● Текст для чтения
┌──
И вновь на линии Вапнярка-Кременчуг
Возникнет до семнадцати республик.
И чьё-то право обрести в борьбе
Конгресс Труда попробует в Одессе.– Тогда, О Господи, возьми меня к себе,
Чтоб мне не быть на трудовом конгрессе!
Конечно, поражает упоминание «беловежских Пущ», завершающие строки стиха (с использованием БУНДовского (БУНД – «Всеобщий еврейский рабочий союз в Литве. Польше и России») лозунга: «В борьбе обретешь ты право свое»), особенно, если вспомнить слова Дон Аминадо: «Все возможно... Возможно и то, что грядущим поколениям даже и наша судьба покажется заманчивой. Ибо окажется, что мы присутствовали всего-навсего при конце капитализма, а их под конец социализма угораздило попасть». И стихи 1926 года: «Провижу день. Падут большевики, / Как падают прогнившие стропила. / Окажется, что конные полки / Есть просто историческая сила. / Окажется, что красную звезду / Срывают тем же способом корявым, / Как в девятьсот осьмнадцатом году / Штандарт с короной и орлом двуглавым...»
И как не вспомнить «скучно» булгаковского Шполянского, заметив «освежающую бомбу» стихов Дон Аминадо?!
А в его стихах «Жиронда» читаем: «А мы, бессильные помочь, / Копили желчь свою упрямо / И повторяли день и ночь: / Россия – яма, яма, яма. / Петлюра, гетман, дьявол, черт!.. » А в книге «Поезд на третьем пути»: «Бури. Дерзанья. Тревоги. / Смысла искать – не найти. / Чувство железной дороги... / Поезд на третьем пути». Третья сила, третий путь…
Случайно ли М.А. Булгаков дал своему уникальному персонажу такую фамилию –
Шполянский?
Ну как же не воскликнуть вслед за Александром Сергеевичем: «Бывают странные сближения…»?!
Интерес М.А. Шолохова к стихам Дон Аминадо, очевидно, связан с некоторыми созвучными образами. Так, в стихах «Очень просто» прозвучит у Дон Аминадо явно шолоховский образ: «Пахнут горечью травы полынные...»; в стихах «Писаная торба», вероятно, близкие Шолохову строки: «Когда на смерть уходит полк казацкий, / Могу ль хотеть, чтоб каждый на коне, / Припоминал, что думал Златовратский / О пользе просвещения в стране. / Есть критики: им нужно до зарезу, / Я говорю об этом, не смеясь, / Чтоб даже лошадь ржала Марсельезу, / В кавалерийскую атаку уносясь». Строка «Прах ненужных дневников» в стихах «Свершители» вызывает в памяти дневник и бессмысленную гибель студента Тимофея, обожателя Лизы Моховой («Тихий Дон»). Нет сомнений, что М.А. Шолохову близка эпиграмма Дон Аминадо: «Жизнь – игра калейдоскопа. / Смена света. Смена тьмы. / Там Россия. Тут Европа. / Тут палаты. Там умы». Так же, как и стихи «Старый Лондон пахнет ромом...», «Нет даже слова такого...», «Не уступить. Не сдаться. Не стерпеть...», многие другие. Очевидно, что Шолохов, как и Горький, Бунин, Цветаева и др., оценил его талант по достоинству.
└──
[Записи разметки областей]
┌──
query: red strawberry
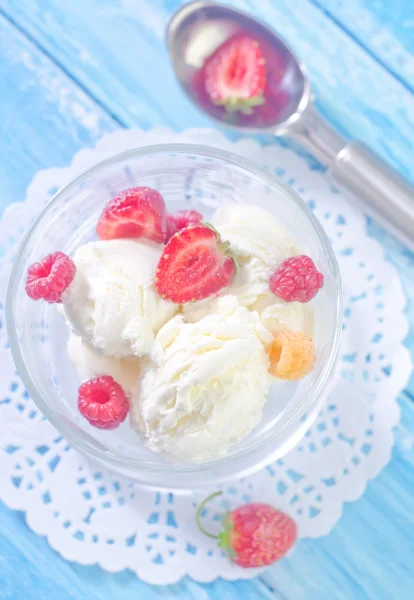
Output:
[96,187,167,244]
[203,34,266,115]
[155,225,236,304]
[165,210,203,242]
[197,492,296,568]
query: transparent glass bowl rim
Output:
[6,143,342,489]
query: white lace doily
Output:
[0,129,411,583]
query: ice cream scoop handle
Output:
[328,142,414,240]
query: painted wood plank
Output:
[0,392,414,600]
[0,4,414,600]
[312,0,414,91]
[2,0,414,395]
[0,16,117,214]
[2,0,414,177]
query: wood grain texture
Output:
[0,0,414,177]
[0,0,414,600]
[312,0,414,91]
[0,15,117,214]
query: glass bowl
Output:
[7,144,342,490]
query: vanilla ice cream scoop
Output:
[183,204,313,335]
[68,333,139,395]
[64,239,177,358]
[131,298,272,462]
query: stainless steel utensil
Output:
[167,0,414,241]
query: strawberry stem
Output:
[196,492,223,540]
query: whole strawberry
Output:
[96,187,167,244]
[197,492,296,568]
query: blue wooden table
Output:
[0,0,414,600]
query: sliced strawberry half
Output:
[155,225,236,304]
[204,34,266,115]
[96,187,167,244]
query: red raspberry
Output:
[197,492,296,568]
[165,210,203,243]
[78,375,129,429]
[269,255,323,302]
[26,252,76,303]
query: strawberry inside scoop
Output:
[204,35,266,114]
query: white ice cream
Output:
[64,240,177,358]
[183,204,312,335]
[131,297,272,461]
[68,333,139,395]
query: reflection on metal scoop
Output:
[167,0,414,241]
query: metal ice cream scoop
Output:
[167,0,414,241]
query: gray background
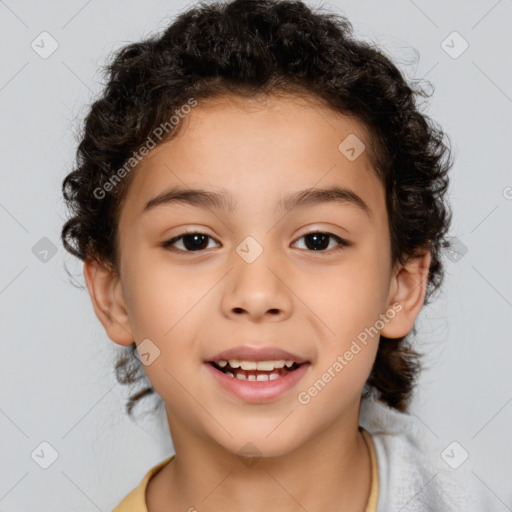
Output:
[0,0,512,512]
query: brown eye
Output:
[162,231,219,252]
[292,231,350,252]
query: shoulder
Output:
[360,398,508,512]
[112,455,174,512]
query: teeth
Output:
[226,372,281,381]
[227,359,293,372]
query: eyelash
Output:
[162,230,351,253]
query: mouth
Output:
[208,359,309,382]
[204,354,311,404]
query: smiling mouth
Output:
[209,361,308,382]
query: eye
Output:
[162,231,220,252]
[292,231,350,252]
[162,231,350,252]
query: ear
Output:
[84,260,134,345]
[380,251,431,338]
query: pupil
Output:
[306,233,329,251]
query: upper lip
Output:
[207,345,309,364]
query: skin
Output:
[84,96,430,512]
└──
┌──
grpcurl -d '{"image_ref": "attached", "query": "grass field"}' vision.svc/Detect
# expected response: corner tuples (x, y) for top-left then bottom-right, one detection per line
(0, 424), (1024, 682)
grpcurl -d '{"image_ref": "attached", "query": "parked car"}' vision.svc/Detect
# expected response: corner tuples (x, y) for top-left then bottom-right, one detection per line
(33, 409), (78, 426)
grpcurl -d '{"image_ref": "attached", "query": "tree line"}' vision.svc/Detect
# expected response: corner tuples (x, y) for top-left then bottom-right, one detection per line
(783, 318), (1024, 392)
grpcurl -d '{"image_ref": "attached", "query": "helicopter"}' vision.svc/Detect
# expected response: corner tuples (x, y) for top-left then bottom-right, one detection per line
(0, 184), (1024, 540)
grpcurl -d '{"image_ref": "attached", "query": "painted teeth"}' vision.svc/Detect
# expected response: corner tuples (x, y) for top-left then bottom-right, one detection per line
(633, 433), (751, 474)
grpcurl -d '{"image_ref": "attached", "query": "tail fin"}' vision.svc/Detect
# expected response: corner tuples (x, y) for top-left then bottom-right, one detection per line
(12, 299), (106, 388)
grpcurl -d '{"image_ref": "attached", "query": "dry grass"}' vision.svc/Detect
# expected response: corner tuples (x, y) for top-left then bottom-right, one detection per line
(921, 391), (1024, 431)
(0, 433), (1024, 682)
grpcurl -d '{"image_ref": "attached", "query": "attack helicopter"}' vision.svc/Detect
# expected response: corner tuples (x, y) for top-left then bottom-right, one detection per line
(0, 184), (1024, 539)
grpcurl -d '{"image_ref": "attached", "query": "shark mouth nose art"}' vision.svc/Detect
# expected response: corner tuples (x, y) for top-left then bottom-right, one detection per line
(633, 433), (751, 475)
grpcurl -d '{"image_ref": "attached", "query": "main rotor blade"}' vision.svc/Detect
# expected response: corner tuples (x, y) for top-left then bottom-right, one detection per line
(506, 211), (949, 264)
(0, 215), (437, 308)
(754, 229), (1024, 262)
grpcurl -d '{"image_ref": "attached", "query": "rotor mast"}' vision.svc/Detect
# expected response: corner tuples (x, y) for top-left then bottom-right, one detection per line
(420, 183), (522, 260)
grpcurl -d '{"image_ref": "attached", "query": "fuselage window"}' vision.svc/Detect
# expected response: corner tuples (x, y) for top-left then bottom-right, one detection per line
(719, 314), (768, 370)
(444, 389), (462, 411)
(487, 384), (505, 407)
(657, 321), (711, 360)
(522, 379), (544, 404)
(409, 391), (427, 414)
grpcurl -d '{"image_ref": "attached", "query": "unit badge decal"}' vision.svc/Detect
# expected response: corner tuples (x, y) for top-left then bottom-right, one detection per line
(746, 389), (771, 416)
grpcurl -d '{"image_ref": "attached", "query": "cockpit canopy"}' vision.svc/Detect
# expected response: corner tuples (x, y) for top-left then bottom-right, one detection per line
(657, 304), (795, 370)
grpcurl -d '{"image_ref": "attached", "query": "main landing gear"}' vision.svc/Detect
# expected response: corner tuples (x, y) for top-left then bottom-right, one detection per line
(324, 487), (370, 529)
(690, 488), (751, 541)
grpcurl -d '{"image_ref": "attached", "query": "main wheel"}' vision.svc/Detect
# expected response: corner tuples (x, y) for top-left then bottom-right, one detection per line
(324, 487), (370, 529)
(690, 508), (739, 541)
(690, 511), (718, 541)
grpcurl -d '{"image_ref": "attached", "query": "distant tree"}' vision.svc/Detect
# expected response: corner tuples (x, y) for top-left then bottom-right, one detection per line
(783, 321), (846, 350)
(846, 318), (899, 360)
└──
┌──
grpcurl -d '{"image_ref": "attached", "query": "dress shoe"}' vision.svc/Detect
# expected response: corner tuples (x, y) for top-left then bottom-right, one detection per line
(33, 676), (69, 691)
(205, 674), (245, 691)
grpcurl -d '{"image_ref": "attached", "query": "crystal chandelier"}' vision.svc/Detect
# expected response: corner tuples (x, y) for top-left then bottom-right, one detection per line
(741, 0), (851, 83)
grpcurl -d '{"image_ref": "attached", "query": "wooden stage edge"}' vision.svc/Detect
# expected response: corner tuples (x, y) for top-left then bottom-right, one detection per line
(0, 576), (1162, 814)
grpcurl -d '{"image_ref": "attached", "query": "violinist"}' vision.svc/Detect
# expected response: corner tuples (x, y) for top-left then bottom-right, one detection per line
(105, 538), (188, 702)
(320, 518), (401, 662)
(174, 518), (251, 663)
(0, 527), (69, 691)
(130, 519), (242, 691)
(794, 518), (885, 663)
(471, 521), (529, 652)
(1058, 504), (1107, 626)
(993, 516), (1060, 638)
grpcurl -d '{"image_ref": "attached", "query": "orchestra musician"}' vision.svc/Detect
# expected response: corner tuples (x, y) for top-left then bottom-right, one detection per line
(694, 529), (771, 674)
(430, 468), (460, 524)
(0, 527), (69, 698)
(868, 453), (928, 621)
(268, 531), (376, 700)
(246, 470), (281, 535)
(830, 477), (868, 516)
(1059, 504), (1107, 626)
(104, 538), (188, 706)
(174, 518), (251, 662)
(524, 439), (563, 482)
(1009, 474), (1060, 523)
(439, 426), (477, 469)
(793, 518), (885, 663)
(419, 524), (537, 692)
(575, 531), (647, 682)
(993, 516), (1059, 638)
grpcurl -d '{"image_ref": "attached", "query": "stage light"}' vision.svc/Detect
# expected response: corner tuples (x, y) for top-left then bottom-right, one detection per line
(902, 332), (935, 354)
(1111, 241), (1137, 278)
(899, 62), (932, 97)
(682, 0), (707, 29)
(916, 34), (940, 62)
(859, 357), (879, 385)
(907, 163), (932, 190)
└──
● Письменные задания
a. В каком году, согласно тексту о стихах Дон Аминадо, написаны стихи, которые начинаются словами «Провижу день»?
b. Отредактируйте записи: воспроизведите часть, которая открывается строкой с «query: red strawberry» и закрывается строкой с «[328,142,414,240]», заменив «white lace doily» на «white paper napkin» и больше ничего не меняя. Изображения в ответ не включайте.
Текст и записи между собой никак не связаны.

● Решённые задания
a. В 1926 году.

b.
query: red strawberry
Output:
[96,187,167,244]
[203,34,266,115]
[155,225,236,304]
[165,210,203,242]
[197,492,296,568]
query: transparent glass bowl rim
Output:
[6,143,342,489]
query: white paper napkin
Output:
[0,129,411,583]
query: ice cream scoop handle
Output:
[328,142,414,240]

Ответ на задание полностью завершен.